◆ Work instructions: Report, as a single number, how many lines of the records contain the word "shirt".

Recorded data

----------

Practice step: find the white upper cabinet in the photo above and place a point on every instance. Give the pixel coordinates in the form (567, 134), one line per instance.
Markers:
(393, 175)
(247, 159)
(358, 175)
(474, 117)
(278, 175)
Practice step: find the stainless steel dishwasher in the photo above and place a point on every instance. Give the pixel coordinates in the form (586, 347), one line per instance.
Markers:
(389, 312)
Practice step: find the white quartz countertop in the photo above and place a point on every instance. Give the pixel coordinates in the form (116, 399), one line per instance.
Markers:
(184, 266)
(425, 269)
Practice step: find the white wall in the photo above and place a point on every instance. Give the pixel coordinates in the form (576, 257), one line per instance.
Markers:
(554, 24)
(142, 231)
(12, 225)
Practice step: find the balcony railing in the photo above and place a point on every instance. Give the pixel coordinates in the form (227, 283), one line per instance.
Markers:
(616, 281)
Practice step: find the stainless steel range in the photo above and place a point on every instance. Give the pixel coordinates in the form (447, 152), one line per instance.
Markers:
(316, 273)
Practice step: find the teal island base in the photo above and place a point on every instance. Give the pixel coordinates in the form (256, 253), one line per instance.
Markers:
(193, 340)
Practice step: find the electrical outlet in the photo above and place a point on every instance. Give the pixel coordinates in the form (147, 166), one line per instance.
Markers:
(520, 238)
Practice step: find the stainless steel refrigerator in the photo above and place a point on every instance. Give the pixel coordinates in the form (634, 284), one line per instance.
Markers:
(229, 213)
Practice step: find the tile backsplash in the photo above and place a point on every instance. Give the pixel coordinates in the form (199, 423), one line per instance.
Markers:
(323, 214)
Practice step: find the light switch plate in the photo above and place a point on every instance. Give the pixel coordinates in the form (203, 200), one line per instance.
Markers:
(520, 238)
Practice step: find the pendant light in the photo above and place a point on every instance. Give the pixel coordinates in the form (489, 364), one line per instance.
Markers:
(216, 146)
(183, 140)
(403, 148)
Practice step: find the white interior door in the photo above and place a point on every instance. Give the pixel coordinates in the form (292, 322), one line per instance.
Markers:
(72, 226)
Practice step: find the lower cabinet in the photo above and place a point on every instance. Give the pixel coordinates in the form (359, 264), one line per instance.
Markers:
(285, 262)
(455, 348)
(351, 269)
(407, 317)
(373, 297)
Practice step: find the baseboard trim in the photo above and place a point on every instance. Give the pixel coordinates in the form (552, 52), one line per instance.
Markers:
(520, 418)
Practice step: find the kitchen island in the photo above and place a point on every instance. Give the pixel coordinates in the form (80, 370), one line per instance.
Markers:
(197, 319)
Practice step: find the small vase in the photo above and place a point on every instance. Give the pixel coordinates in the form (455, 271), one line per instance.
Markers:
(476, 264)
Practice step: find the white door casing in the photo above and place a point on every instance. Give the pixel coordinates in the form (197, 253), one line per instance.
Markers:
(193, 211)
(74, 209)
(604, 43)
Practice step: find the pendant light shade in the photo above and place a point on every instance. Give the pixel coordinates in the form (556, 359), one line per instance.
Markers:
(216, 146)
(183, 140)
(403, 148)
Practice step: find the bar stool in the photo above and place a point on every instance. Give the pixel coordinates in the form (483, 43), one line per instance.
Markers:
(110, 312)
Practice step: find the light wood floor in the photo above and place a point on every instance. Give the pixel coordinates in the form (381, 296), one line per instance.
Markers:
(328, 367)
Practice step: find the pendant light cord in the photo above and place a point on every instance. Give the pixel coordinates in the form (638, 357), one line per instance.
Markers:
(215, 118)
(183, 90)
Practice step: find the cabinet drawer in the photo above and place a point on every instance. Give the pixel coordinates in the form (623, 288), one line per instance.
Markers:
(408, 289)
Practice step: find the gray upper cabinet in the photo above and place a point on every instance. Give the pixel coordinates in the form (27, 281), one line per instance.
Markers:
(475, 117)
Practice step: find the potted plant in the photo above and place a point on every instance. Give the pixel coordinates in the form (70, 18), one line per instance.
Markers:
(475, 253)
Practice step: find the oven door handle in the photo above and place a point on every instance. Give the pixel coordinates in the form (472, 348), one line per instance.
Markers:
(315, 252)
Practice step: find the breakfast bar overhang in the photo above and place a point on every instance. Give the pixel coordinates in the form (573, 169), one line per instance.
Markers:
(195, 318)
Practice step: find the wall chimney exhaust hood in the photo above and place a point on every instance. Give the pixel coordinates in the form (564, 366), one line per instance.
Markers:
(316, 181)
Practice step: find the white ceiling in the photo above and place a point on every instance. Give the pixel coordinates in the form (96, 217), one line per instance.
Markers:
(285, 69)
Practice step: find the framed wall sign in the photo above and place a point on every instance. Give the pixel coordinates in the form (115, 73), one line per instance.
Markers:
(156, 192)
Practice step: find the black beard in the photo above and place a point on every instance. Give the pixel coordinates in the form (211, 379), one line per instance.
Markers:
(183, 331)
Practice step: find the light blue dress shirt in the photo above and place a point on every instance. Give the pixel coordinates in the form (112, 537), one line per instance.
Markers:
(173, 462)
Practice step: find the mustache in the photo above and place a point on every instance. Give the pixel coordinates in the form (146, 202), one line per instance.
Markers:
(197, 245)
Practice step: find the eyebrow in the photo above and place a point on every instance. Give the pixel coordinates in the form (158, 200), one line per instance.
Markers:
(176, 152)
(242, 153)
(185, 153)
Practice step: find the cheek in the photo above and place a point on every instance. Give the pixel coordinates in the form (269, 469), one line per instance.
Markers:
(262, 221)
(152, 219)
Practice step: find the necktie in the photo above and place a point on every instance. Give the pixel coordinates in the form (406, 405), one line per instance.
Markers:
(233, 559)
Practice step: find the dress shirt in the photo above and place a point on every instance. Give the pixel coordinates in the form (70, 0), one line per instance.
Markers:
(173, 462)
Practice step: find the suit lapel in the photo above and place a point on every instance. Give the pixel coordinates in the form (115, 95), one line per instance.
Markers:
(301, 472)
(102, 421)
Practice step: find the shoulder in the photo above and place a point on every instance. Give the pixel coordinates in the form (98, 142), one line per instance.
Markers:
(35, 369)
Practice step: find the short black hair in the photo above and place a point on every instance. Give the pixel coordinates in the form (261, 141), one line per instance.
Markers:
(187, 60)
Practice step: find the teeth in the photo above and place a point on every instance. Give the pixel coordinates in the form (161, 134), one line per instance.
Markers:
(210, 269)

----------

◆ Output: 2